** Start Exercise data **

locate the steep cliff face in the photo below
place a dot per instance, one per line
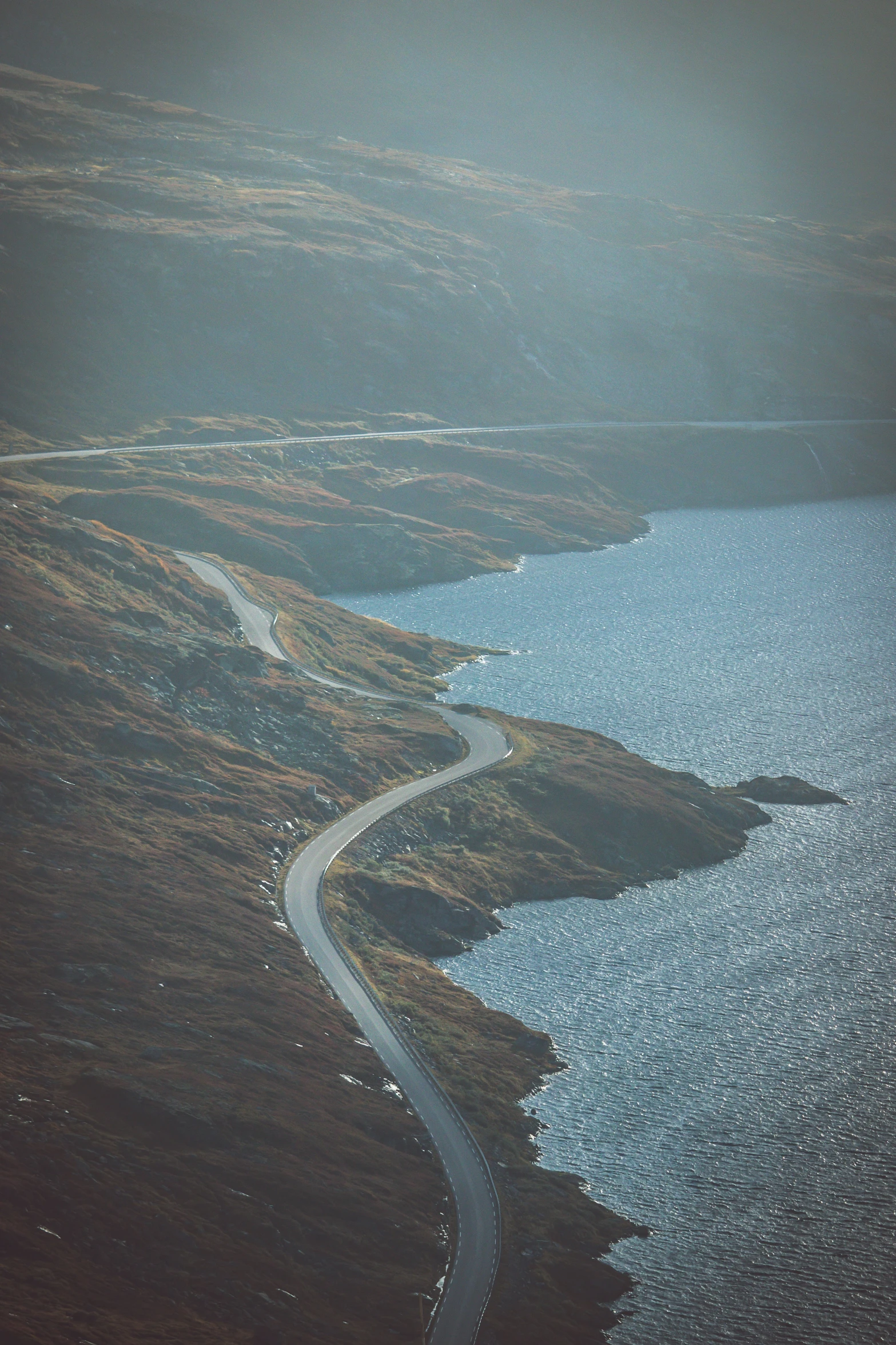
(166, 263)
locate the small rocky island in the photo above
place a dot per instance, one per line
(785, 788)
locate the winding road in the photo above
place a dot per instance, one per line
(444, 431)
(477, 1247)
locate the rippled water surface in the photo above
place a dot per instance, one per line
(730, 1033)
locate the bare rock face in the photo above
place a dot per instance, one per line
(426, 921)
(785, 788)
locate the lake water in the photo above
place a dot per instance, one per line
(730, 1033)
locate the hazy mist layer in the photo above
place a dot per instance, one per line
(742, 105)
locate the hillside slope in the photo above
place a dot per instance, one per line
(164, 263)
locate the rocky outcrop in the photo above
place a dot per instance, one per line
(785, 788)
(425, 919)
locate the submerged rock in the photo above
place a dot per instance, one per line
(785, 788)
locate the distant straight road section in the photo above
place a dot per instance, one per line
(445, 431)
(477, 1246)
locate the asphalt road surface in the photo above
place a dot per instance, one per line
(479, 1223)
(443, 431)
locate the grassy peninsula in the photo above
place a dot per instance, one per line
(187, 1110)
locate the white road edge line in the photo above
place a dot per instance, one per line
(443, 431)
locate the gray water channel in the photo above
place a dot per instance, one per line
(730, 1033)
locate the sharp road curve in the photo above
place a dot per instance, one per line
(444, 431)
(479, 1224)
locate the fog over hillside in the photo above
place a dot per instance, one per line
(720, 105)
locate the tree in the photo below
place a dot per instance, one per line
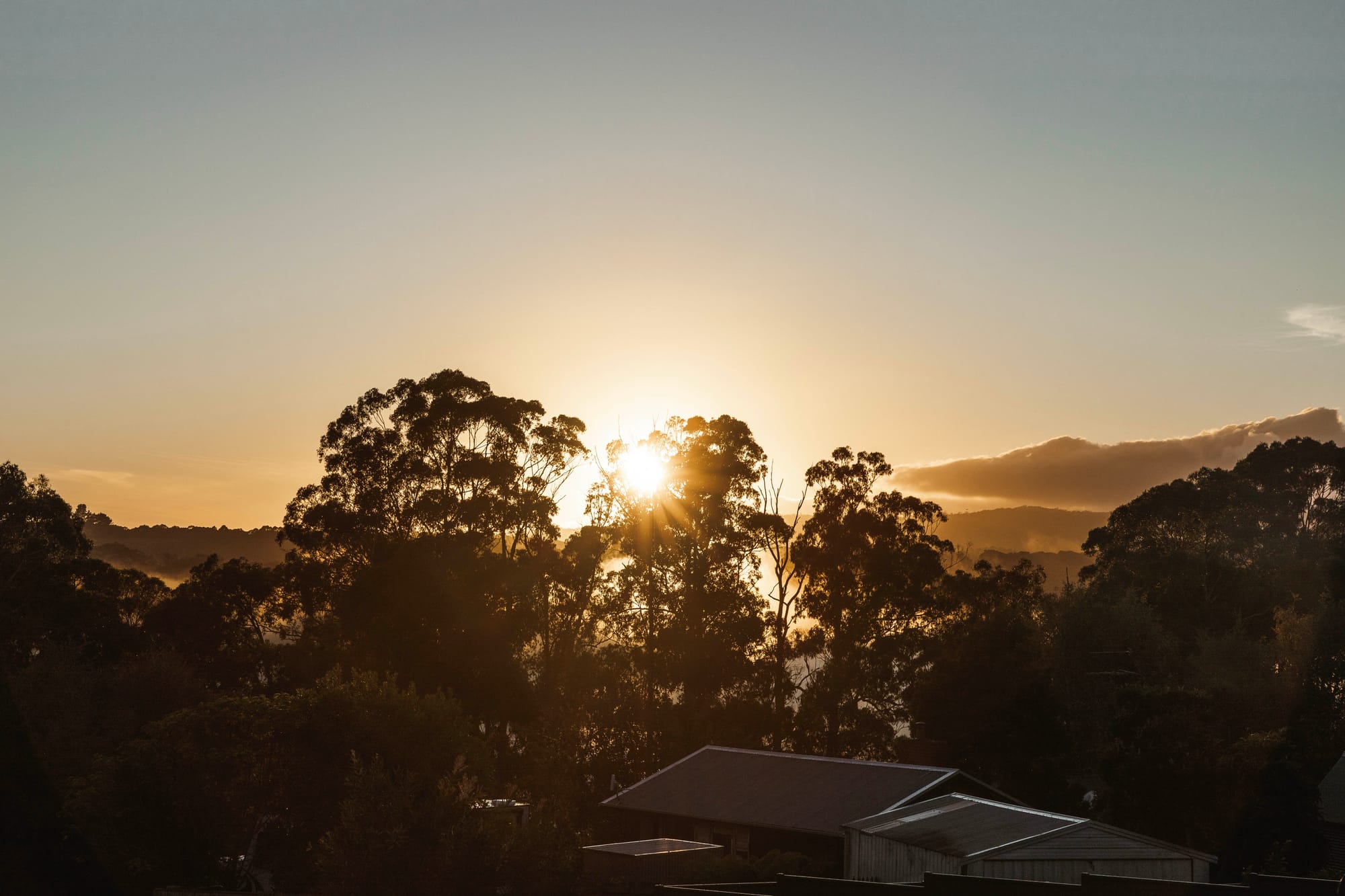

** End Exercise data **

| What the task asks |
Reproduce the lines above word for word, omitting the pictures.

| Exercise answer |
locate the steep cliff face in the photo below
place a dot per instance, one per line
(166, 263)
locate the small rocky island in the photo above
place a dot per instance, one per line
(785, 788)
locate the winding road in the photo above
place a dot per instance, one per line
(444, 431)
(477, 1247)
locate the rippled water surface in the photo above
place a dot per instance, one per line
(730, 1033)
locate the bare rock face in the photo above
place a dot per instance, one per line
(426, 921)
(785, 788)
locate the lake water in the photo above
place a dot per instance, one per line
(730, 1033)
locate the hazy mist layer in the photo above
place a dot per instance, one per line
(742, 105)
locate the hillside slope in the photo above
place a dot per instance, one per line
(164, 263)
locate the rocky outcrop in the photo above
place a dot per instance, one per line
(785, 788)
(425, 919)
locate the submerged rock in the photo above
place a dot per instance, one per line
(785, 788)
locate the distant straight road section in the photo above
place a dot per instance, one per line
(445, 431)
(477, 1246)
locate the asphalt road surface in the photo above
place a dot per instance, one per line
(479, 1223)
(443, 431)
locate the grassy peninsula in the photo above
place a dot per instance, one per line
(187, 1110)
locate the white road edge line in the photo above
place a dot per instance, one per line
(443, 431)
locate the gray water channel in the photo above
place a dot per instance, one per line
(730, 1033)
locate the sharp road curve in the photo above
place a dot per instance, one per line
(444, 431)
(479, 1224)
locate the fog over hillside in the photo above
place a dot per instance, one per line
(720, 105)
locate the tree in the photo below
place a dot per instance, one per line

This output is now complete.